Kung Pao Squid
Kung Pao Squid is a delightful twist on the traditional Kung Pao chicken, featuring tender squid stir-fried with crunchy vegetables and peanuts in a spicy, savory sauce. This low-carb dish is perfect for seafood lovers looking for a quick and healthy meal.

20 minutes
Difficulty: Easy
Chinese
280 kcal
Ingredients
- Squid - 300 grams, cleaned and cut into rings
- Bell pepper - 100 grams, diced
- Zucchini - 100 grams, diced
- Garlic - 2 cloves, minced
- Ginger - 1 tablespoon, minced
- Green onions - 2, chopped
- Unsalted roasted peanuts - 30 grams
- Soy sauce - 2 tablespoons
- Rice vinegar - 1 tablespoon
- Szechuan peppercorns - 1 teaspoon, crushed
- Chili oil - 1 tablespoon
- Sesame oil - 1 teaspoon
- Cornstarch - 1 teaspoon
- Water - 2 tablespoons
Steps
- In a bowl, combine soy sauce, rice vinegar, cornstarch, and water to create a marinade. Add the squid and let it marinate for 10 minutes.
- Heat chili oil in a large pan or wok over medium-high heat.
- Add minced garlic, ginger, and crushed Szechuan peppercorns to the pan, stir-frying for about 30 seconds until fragrant.
- Add the marinated squid to the pan and stir-fry for 2-3 minutes until the squid is opaque and cooked through.
- Add the diced bell pepper and zucchini to the pan, cooking for an additional 2-3 minutes until the vegetables are tender-crisp.
- Stir in the chopped green onions and peanuts, cooking for another minute.
- Drizzle with sesame oil before serving and toss to combine.
- Serve hot, garnished with additional green onions if desired.
Nutrition
- Calories: 280
- Protein: 25 g
- Carbs: 10 g
- Fiber: 3 g
- Sugar: 2 g
- Sodium: 800 mg
- Cholesterol: 220 mg
- Total Fat: 18 g
- Saturated Fat: 2 g
- Unsaturated Fat: 16 g
- Water: 0.5 L
Health Benefits
- Rich in protein, providing essential amino acids for muscle repair and growth.
- Low in carbohydrates, making it suitable for low-carb diets.

Segmentation mask listing:
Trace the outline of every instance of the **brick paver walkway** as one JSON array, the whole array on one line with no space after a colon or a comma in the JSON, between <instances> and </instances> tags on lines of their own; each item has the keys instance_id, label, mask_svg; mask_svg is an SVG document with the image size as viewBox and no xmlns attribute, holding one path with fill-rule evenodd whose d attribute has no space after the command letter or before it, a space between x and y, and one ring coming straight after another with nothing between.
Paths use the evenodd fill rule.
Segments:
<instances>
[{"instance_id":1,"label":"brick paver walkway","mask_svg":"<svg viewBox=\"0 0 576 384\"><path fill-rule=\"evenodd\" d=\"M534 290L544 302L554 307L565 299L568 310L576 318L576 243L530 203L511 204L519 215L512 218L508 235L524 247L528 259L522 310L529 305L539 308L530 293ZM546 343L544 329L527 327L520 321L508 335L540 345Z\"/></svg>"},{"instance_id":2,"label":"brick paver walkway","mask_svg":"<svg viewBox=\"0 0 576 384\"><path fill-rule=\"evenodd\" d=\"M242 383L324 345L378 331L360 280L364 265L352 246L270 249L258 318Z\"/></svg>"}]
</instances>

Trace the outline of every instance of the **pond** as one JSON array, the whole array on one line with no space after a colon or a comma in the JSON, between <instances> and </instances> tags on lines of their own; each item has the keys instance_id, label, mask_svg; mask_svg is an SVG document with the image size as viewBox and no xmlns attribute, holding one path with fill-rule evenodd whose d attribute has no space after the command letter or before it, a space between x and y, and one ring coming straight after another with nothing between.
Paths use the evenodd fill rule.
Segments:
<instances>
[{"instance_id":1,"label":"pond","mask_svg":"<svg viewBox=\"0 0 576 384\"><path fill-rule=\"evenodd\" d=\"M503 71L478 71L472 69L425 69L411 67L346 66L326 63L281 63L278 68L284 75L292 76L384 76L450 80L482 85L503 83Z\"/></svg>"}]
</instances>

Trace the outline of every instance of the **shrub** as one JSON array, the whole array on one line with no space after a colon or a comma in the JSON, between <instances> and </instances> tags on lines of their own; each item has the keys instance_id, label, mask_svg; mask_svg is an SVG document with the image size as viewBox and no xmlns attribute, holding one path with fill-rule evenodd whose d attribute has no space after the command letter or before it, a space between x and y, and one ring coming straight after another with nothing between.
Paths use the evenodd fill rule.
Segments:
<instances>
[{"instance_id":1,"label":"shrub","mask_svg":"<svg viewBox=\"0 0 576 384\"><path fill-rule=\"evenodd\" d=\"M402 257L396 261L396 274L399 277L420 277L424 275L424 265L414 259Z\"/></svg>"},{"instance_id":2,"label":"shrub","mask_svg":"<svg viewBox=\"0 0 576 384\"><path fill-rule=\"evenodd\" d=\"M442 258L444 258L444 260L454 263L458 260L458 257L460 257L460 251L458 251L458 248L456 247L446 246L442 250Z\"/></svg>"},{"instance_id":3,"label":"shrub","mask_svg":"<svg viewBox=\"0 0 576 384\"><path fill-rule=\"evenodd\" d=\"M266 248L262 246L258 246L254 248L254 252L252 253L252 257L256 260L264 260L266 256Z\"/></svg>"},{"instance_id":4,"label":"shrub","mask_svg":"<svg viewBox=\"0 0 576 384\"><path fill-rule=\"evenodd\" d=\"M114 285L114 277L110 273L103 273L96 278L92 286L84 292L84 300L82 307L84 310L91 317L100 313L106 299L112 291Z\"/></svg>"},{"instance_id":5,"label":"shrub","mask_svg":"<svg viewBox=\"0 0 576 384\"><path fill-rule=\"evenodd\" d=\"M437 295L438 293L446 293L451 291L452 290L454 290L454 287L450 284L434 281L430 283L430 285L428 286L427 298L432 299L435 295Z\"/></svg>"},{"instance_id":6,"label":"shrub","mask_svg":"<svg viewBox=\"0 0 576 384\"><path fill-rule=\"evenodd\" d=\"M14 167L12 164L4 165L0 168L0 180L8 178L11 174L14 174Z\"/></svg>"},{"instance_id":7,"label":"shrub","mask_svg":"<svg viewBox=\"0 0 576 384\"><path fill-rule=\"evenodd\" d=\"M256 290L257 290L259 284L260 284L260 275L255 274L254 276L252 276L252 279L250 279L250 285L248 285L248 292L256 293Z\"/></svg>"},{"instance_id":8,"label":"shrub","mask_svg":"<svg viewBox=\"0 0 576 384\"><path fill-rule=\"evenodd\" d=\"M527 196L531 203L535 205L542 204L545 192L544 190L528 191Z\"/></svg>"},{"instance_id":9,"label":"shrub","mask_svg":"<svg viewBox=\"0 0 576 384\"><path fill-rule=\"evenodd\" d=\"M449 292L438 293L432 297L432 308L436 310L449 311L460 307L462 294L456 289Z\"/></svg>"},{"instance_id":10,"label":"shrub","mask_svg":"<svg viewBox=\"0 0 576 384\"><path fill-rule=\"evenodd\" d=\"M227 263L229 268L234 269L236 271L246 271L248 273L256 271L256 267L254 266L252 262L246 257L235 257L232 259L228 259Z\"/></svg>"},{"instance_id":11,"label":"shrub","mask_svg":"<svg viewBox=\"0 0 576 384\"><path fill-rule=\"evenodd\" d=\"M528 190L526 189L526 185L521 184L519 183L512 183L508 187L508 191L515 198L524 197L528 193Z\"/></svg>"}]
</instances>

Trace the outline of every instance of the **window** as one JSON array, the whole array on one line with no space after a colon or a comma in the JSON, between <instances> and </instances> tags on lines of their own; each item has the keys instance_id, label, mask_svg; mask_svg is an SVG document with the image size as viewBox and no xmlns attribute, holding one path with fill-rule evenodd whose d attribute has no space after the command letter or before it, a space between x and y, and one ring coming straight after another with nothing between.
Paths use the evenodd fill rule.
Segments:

EXERCISE OBJECTIVE: Copy the stretch of the Kung Pao Squid recipe from "- Add minced" through "toss to combine.", renaming "peanuts" to "cashews".

SOLUTION BELOW:
- Add minced garlic, ginger, and crushed Szechuan peppercorns to the pan, stir-frying for about 30 seconds until fragrant.
- Add the marinated squid to the pan and stir-fry for 2-3 minutes until the squid is opaque and cooked through.
- Add the diced bell pepper and zucchini to the pan, cooking for an additional 2-3 minutes until the vegetables are tender-crisp.
- Stir in the chopped green onions and cashews, cooking for another minute.
- Drizzle with sesame oil before serving and toss to combine.